▸ **WORK TO COMPLETE**: Output the records that follow, keeping every line exactly as it is.

▸ **EXCERPTED RECORDS**:

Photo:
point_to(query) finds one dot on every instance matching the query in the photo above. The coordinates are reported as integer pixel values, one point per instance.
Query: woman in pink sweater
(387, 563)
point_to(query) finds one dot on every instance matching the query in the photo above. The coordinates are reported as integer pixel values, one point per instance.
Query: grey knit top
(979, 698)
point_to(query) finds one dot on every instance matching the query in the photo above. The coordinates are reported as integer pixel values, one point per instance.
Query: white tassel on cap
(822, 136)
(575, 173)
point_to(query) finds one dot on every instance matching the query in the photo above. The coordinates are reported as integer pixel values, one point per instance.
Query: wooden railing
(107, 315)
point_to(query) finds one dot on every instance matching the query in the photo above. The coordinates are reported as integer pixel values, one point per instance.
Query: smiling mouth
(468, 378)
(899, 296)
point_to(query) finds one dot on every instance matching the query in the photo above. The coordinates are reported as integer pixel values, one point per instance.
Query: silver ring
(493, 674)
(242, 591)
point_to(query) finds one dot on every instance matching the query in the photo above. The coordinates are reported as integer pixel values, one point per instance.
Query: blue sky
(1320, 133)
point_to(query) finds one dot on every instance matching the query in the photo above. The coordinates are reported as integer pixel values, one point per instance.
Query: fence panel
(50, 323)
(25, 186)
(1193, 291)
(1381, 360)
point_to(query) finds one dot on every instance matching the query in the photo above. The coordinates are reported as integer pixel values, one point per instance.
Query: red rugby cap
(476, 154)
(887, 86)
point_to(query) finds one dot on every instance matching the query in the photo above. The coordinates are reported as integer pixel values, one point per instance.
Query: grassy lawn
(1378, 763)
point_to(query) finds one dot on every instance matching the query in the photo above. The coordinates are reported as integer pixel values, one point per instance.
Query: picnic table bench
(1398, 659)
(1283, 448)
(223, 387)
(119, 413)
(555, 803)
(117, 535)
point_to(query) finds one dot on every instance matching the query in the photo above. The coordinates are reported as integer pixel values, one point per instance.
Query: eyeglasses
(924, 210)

▸ **RESPONSE FOR THIS EXERCISE**:
Photo:
point_to(query) finds one dot on every instance matching the query in the photo above. The coordinates are reported as integer pixel values, one point per instance.
Query: woman in pink sweater
(387, 563)
point_to(query) finds one dot on every instance matching the query in the photo above. The coordinates are reported as integer pixel values, one point per instance.
Query: grey knit top
(979, 698)
point_to(query) finds one dot on every instance matching the query in the photo above. The coordinates are reported as integer pixel values, one point per instance.
Query: white tassel on cap
(822, 136)
(575, 173)
point_to(query) finds one dot on every instance matching the query in the photo above. The coordinates are reported as integer pixel values, one point per instance.
Query: wooden railing
(107, 315)
point_to(query) finds one dot on every instance matching the query in the photo above. The coordinates are reported as integer pixel values, one point per instance.
Query: smiling mouth
(468, 378)
(899, 296)
point_to(query) finds one dot on every instance matching the query in the photo above. The coordinates are reported as integer pixel values, one point per instance.
Query: silver ring
(493, 674)
(242, 591)
point_to(query) finds one dot on every instance matching the query in the photo above. The coordinates are reported as integer pixel values, one point per instance.
Query: blue sky
(1320, 133)
point_to(query) finds one dot on every instance matching the query in the photo above. The coordinates are reported as integer pixel values, one point per instance.
Query: fence panel
(50, 323)
(25, 186)
(1193, 291)
(1381, 360)
point_to(query) finds one dot on every instance matching the query in the photo above. The coordinates are reported as integer pixel values, one point per instance.
Query: red rugby cap
(476, 154)
(887, 86)
point_to(query) finds one dot on every instance matching the query in the photo above. The coordinates are reported as integer pixel values, one point per instance.
Query: grassy lawn
(1378, 763)
point_to(query) finds one dot on every instance matching the query in the photo above. The coordinates are reported as integer pixel values, one point per instance.
Query: picnic table bench
(1398, 659)
(1283, 448)
(223, 387)
(119, 413)
(555, 803)
(117, 535)
point_to(query) finds one dot on every instance matching the query in the photo above. The coordinates are reported as integer pixel values, one point per instance.
Query: eyeglasses
(924, 210)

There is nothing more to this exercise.